Could you update the lines below by putting "nonzero winding rule" wherever "even-odd rule" appears and leaving everything else untouched? Omit the pictures from your answer.

--

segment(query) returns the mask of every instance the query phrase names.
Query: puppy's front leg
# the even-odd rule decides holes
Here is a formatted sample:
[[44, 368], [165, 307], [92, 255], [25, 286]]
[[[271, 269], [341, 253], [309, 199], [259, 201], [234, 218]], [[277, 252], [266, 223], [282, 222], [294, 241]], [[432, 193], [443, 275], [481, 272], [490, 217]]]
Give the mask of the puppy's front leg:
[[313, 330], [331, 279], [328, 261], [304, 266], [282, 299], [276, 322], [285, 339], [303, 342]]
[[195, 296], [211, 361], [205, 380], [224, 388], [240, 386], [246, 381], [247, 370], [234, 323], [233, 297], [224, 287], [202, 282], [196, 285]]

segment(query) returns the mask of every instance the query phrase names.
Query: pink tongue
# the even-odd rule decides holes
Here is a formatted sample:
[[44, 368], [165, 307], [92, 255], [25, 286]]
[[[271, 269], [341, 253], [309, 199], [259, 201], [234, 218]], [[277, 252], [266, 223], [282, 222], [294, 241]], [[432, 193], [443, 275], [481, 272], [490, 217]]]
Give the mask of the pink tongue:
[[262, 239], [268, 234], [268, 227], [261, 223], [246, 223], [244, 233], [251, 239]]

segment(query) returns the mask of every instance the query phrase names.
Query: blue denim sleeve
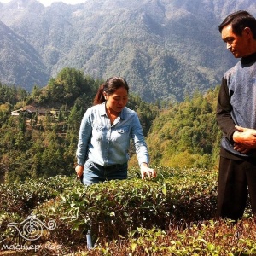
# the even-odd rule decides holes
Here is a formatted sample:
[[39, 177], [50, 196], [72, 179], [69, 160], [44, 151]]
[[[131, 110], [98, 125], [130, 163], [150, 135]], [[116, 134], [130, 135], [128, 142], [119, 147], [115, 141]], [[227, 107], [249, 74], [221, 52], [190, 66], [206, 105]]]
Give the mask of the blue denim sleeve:
[[76, 152], [76, 157], [78, 164], [84, 166], [88, 155], [88, 147], [91, 137], [92, 126], [90, 119], [90, 108], [85, 112], [79, 134], [78, 148]]
[[148, 148], [143, 136], [143, 127], [137, 113], [134, 115], [134, 120], [132, 124], [131, 138], [134, 143], [138, 164], [139, 166], [141, 166], [142, 163], [148, 164], [149, 155]]

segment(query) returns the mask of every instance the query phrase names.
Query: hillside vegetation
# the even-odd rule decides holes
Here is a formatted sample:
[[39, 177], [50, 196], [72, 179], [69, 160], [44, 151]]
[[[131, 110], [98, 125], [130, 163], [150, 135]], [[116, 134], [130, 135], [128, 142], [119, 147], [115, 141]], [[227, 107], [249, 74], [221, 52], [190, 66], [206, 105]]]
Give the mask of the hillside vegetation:
[[254, 0], [88, 0], [0, 4], [0, 81], [32, 91], [65, 67], [125, 77], [143, 101], [183, 101], [220, 83], [236, 62], [218, 25]]
[[[175, 104], [149, 104], [131, 94], [128, 107], [138, 113], [157, 177], [141, 179], [131, 148], [127, 180], [84, 187], [74, 175], [74, 154], [80, 120], [101, 82], [66, 67], [31, 94], [0, 84], [1, 253], [255, 255], [249, 204], [237, 223], [215, 216], [218, 87]], [[38, 112], [10, 114], [29, 106]], [[37, 231], [40, 221], [54, 221], [55, 228], [34, 241], [20, 239], [19, 224]]]

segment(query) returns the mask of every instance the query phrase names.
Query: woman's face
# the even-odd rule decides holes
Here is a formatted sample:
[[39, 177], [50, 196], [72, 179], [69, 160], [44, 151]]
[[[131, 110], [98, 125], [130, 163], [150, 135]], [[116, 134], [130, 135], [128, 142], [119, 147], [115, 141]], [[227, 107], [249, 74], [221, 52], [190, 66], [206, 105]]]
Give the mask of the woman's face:
[[128, 92], [124, 87], [120, 87], [115, 90], [114, 93], [107, 95], [104, 93], [107, 100], [106, 108], [107, 109], [120, 113], [125, 107], [128, 102]]

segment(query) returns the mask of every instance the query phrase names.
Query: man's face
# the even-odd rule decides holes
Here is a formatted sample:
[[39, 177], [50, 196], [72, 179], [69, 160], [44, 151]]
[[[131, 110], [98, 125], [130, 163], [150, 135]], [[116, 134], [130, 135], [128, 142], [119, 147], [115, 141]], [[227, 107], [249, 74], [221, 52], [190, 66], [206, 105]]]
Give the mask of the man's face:
[[245, 30], [241, 36], [237, 36], [233, 32], [232, 26], [227, 25], [223, 28], [221, 37], [227, 44], [227, 49], [233, 54], [235, 58], [241, 58], [248, 55], [248, 40]]

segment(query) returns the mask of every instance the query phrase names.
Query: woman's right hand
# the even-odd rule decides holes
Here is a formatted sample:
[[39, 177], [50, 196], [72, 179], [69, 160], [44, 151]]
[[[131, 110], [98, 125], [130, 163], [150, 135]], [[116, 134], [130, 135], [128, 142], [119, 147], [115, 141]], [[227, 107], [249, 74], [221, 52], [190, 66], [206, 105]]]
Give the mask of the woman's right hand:
[[84, 172], [84, 166], [77, 165], [76, 168], [75, 168], [75, 171], [77, 172], [78, 178], [80, 178], [80, 177], [82, 177], [83, 172]]

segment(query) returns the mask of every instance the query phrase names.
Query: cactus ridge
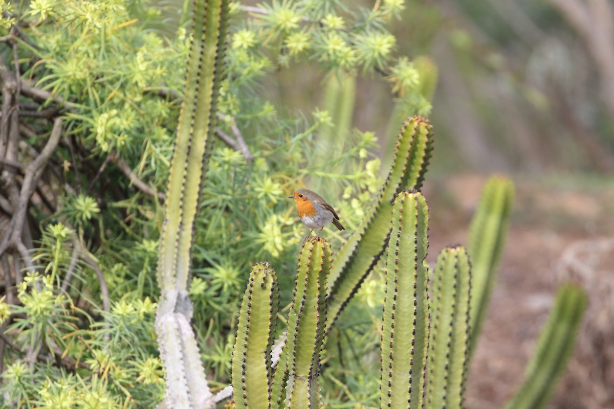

--

_FULL ANSWER_
segment(query) returns the mask of every instance the query phrase names.
Query: puppy's front leg
# the nonzero winding rule decides holes
Here is a formatted sample:
[[44, 368], [165, 307], [92, 255], [25, 286]]
[[[271, 269], [341, 253], [309, 199], [259, 201], [234, 218]], [[277, 252], [266, 223], [282, 222], [294, 241]], [[432, 193], [443, 275], [481, 272], [490, 217]]]
Give the mask of the puppy's front leg:
[[313, 330], [331, 279], [328, 261], [304, 266], [282, 299], [276, 322], [285, 339], [303, 342]]
[[195, 296], [211, 361], [205, 380], [224, 388], [240, 386], [246, 381], [247, 370], [234, 323], [233, 297], [224, 287], [202, 282], [196, 285]]

segment(query) returns the mask of every instance the query phrase names.
Query: pink tongue
# the nonzero winding rule decides holes
Here is a formatted sample:
[[44, 368], [165, 307], [92, 255], [25, 286]]
[[[271, 269], [341, 253], [309, 199], [259, 201], [234, 218]], [[277, 252], [266, 223], [282, 222], [294, 241]], [[432, 193], [443, 275], [481, 272], [490, 217]]]
Give the mask of the pink tongue:
[[262, 239], [268, 234], [268, 227], [261, 223], [246, 223], [244, 233], [251, 239]]

segment(query) returns the mask of every instance the query phrase names.
Query: blue denim sleeve
# the nonzero winding rule decides holes
Here is a formatted sample:
[[39, 177], [50, 196], [72, 179], [69, 160], [44, 151]]
[[[131, 110], [98, 125], [130, 163], [150, 135]], [[116, 134], [130, 135], [128, 142], [119, 147], [115, 141]], [[227, 107], [249, 74], [221, 52], [190, 66], [206, 105]]]
Give the mask of the blue denim sleeve:
[[76, 152], [76, 157], [78, 164], [84, 166], [88, 155], [88, 147], [91, 137], [92, 126], [90, 119], [90, 108], [85, 112], [79, 134], [78, 148]]
[[148, 148], [143, 136], [143, 127], [137, 113], [134, 115], [134, 120], [132, 124], [131, 138], [134, 143], [138, 164], [139, 166], [141, 166], [142, 163], [148, 164], [149, 155]]

segment(query) returns the mask of every instance the query phrase names.
Query: hillside vegetation
# the nonzero winding rule decides holes
Here is a formatted sample:
[[39, 177], [50, 196], [72, 179], [69, 160], [44, 151]]
[[[131, 110], [98, 125], [130, 163], [150, 135]], [[116, 134], [130, 135], [128, 142], [119, 147], [115, 141]], [[227, 107], [249, 74], [221, 52], [190, 66], [206, 105]]]
Give the mask of the hillside vegetation:
[[254, 0], [88, 0], [0, 4], [0, 81], [32, 91], [65, 67], [125, 77], [143, 101], [183, 101], [220, 83], [236, 62], [218, 25]]
[[[175, 104], [149, 104], [131, 94], [128, 107], [138, 113], [157, 177], [141, 179], [131, 148], [127, 180], [84, 187], [74, 175], [74, 154], [80, 120], [101, 82], [66, 67], [31, 94], [0, 84], [1, 253], [255, 255], [249, 204], [237, 223], [215, 216], [218, 87]], [[38, 112], [10, 114], [29, 106]], [[37, 231], [40, 221], [54, 221], [55, 228], [34, 241], [20, 239], [19, 224]]]

segment(query) returns the mask of every instance the query phrase names.
Query: woman's face
# the nonzero winding rule decides holes
Here is a formatted sample:
[[39, 177], [50, 196], [72, 179], [69, 160], [44, 151]]
[[[131, 110], [98, 125], [130, 163], [150, 135]], [[116, 134], [130, 135], [128, 142], [119, 147], [115, 141]], [[227, 107], [249, 74], [221, 52], [190, 66], [206, 105]]]
Give the mask of the woman's face:
[[128, 92], [124, 87], [120, 87], [115, 90], [114, 93], [107, 95], [104, 93], [107, 100], [106, 108], [107, 109], [120, 113], [125, 107], [128, 102]]

segment(query) returns the mask of every instance the query phrase names.
Query: man's face
# the nonzero winding rule decides holes
Here is a formatted sample:
[[39, 177], [50, 196], [72, 179], [69, 160], [44, 151]]
[[[131, 110], [98, 125], [130, 163], [150, 135]], [[116, 134], [130, 135], [128, 142], [119, 147], [115, 141]], [[227, 107], [249, 74], [221, 52], [190, 66], [206, 105]]]
Give the mask of the man's face:
[[245, 30], [241, 36], [237, 36], [233, 32], [232, 26], [227, 25], [223, 28], [221, 37], [227, 44], [227, 49], [233, 54], [235, 58], [241, 58], [248, 55], [248, 40]]

segment(query) returns the mask of every instance the query phrase names.
Query: woman's right hand
# the nonzero winding rule decides holes
Here is a formatted sample:
[[39, 177], [50, 196], [72, 179], [69, 160], [44, 151]]
[[[131, 110], [98, 125], [130, 163], [150, 135]], [[116, 134], [130, 135], [128, 142], [119, 147], [115, 141]], [[227, 107], [249, 74], [221, 52], [190, 66], [206, 105]]]
Give the mask of the woman's right hand:
[[84, 172], [84, 166], [77, 165], [76, 168], [75, 168], [75, 171], [77, 172], [78, 178], [80, 178], [80, 177], [82, 177], [83, 172]]

segment(query) returns the mask of every instance the query phrase names.
Query: cactus ridge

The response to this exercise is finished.